REQUIRED TASK:
Update the listing from the line that has "Would you be able to tag each instance of the split" through its end by replacing "cacao pod" with "cocoa pod". Output only those lines, with everything else unchanged.
= = = = = = =
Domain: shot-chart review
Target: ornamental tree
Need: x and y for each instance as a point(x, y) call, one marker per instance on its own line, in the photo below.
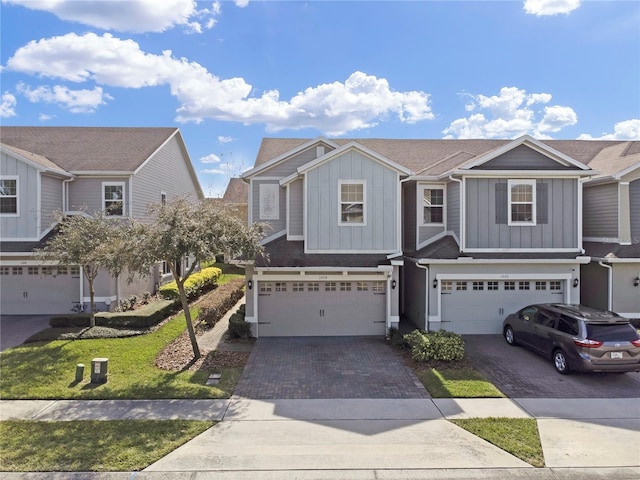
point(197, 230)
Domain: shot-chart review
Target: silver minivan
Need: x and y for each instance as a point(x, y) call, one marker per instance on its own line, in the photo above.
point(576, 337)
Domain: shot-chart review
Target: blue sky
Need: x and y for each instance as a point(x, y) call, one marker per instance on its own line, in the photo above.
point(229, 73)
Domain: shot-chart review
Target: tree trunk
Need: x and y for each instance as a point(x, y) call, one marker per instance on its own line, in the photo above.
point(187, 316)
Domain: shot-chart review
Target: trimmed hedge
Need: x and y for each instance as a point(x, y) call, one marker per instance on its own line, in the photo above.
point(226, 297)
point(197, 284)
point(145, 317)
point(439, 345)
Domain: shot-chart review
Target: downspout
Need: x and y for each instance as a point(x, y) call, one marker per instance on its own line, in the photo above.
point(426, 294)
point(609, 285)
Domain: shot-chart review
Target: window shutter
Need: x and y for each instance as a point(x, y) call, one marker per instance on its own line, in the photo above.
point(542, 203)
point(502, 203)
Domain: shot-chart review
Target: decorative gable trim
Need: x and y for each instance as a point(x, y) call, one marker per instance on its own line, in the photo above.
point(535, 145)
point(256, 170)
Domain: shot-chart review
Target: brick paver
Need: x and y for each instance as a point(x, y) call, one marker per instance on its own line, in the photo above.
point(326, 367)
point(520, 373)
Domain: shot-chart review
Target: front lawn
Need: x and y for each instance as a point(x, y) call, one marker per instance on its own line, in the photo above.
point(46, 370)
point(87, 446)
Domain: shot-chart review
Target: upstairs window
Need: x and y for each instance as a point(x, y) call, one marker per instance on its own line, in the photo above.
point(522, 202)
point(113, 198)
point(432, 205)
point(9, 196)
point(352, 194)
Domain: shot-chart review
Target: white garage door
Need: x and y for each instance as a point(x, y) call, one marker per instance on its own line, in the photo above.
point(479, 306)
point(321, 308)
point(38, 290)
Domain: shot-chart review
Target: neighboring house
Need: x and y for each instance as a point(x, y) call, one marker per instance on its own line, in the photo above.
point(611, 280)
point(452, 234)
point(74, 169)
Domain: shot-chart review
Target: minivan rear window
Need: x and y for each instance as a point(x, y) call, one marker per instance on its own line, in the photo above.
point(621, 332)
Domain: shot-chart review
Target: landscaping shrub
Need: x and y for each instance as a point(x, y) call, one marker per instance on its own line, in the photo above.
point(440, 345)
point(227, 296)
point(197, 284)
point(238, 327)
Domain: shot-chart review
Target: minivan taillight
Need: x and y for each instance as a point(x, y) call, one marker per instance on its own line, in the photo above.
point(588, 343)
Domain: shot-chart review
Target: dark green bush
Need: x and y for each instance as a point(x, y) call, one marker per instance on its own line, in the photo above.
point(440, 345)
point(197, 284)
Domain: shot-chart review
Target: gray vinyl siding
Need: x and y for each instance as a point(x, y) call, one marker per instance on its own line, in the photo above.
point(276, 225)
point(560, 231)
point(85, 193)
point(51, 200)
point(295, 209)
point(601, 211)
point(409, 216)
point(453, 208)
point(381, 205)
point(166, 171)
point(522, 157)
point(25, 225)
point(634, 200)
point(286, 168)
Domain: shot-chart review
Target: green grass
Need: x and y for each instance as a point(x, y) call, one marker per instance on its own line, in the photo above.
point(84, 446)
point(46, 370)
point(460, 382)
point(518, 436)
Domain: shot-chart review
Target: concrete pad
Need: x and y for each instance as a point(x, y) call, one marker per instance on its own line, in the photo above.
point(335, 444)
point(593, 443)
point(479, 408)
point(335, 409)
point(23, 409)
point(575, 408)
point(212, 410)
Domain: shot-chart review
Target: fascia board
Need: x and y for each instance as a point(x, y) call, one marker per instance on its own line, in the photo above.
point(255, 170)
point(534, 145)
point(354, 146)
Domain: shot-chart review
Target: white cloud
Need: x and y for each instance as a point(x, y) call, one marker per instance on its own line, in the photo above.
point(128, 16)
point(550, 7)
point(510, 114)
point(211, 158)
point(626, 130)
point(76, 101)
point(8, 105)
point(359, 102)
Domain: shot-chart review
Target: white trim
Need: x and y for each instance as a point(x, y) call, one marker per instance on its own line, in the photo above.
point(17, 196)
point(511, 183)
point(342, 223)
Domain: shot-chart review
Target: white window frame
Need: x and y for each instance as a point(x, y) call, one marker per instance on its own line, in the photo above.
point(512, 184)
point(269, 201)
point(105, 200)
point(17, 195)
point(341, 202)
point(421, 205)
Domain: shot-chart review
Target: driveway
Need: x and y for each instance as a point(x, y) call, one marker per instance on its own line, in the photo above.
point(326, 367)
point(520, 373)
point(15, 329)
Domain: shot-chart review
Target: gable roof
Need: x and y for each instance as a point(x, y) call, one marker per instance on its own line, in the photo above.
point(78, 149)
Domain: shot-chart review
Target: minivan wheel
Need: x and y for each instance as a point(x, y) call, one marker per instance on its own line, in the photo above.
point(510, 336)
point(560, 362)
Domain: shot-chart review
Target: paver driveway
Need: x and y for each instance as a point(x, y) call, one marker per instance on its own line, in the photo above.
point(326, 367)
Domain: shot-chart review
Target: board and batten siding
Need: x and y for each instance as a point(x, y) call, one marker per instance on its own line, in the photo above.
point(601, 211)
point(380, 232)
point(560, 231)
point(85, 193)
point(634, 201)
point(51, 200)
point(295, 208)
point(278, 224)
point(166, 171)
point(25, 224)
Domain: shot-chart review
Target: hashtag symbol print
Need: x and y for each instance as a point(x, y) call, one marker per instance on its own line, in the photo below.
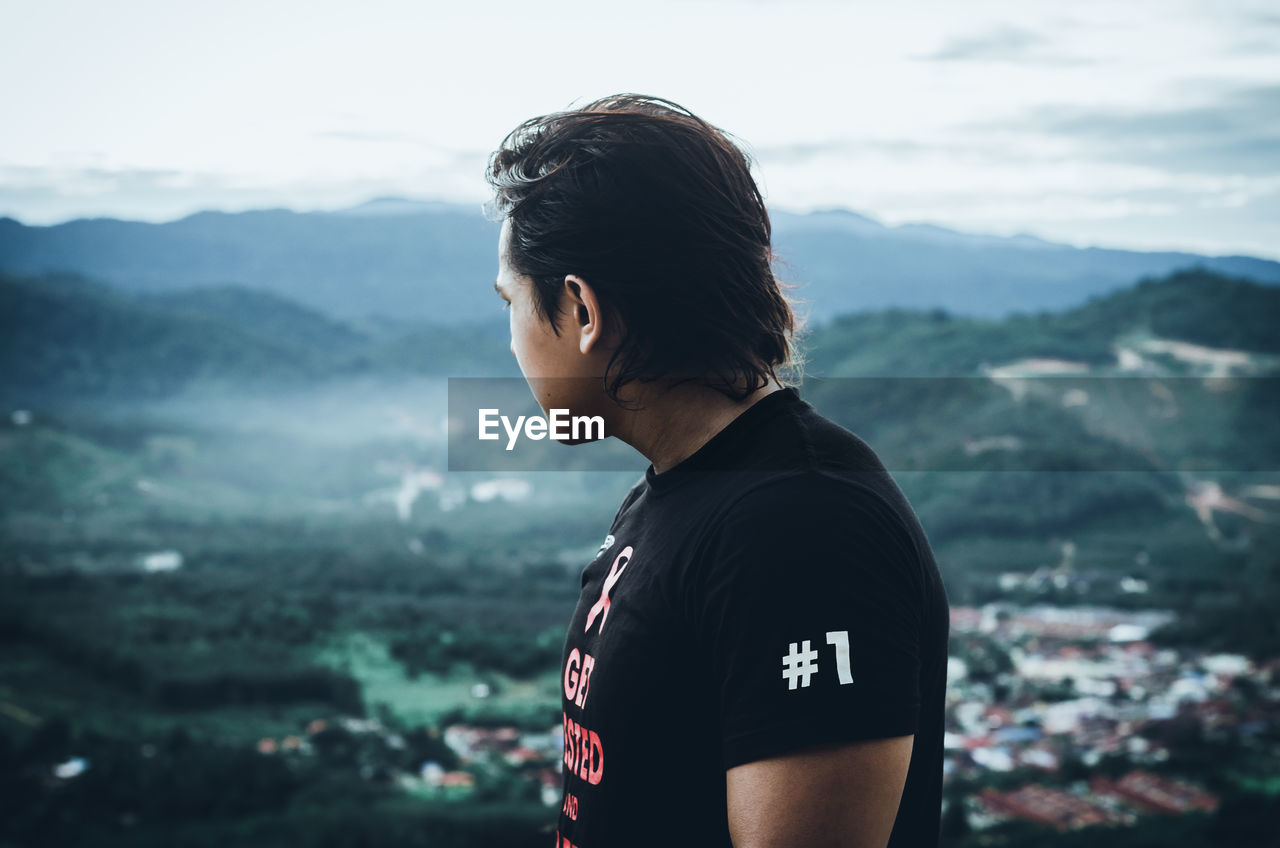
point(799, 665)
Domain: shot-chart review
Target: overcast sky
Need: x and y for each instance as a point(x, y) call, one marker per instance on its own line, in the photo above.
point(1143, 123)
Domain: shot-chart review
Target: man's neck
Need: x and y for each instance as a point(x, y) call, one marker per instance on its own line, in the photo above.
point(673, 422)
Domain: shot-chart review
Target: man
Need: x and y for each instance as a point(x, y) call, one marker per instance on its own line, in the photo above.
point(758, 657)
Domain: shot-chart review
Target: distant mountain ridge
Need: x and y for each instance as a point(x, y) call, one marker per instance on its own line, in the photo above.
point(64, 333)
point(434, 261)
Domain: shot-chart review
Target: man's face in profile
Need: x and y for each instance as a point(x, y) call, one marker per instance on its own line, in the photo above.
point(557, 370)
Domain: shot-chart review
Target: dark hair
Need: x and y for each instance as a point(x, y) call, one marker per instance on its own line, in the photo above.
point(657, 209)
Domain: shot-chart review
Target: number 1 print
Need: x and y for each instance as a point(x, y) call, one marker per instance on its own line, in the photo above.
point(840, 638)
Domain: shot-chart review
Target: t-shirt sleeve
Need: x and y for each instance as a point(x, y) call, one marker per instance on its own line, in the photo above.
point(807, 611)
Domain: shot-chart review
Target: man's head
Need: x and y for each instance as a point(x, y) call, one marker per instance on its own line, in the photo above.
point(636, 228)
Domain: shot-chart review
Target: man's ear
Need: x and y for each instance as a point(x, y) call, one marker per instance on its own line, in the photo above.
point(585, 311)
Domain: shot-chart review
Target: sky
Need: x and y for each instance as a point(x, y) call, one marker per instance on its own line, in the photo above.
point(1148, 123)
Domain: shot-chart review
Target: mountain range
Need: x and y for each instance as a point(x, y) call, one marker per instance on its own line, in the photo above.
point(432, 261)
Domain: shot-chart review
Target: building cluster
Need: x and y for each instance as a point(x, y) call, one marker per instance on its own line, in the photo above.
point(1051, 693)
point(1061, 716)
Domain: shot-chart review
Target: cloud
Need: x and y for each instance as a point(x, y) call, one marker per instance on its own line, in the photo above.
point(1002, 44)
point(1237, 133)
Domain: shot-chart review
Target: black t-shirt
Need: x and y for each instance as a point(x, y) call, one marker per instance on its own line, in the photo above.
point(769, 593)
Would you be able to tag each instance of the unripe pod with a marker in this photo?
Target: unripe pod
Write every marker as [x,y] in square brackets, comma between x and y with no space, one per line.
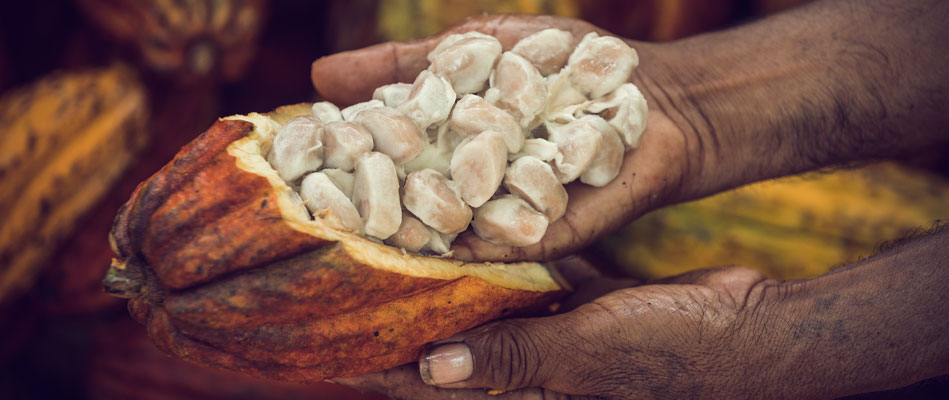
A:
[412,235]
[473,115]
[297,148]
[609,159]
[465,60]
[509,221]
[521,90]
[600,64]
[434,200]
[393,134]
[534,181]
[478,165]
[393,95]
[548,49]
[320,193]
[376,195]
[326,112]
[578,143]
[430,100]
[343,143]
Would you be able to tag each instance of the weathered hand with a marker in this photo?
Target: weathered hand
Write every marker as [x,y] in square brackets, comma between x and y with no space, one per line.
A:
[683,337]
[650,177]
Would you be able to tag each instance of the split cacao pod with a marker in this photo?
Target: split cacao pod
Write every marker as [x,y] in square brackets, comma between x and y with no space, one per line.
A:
= = = = = = =
WRITTEN ANSWER:
Would you be able to tag each instance of the split cocoa pod with a marker in this photo?
Target: split cocoa pod
Write every marker as [x,y] in square brackets, comma between x and y with no space, one per line.
A:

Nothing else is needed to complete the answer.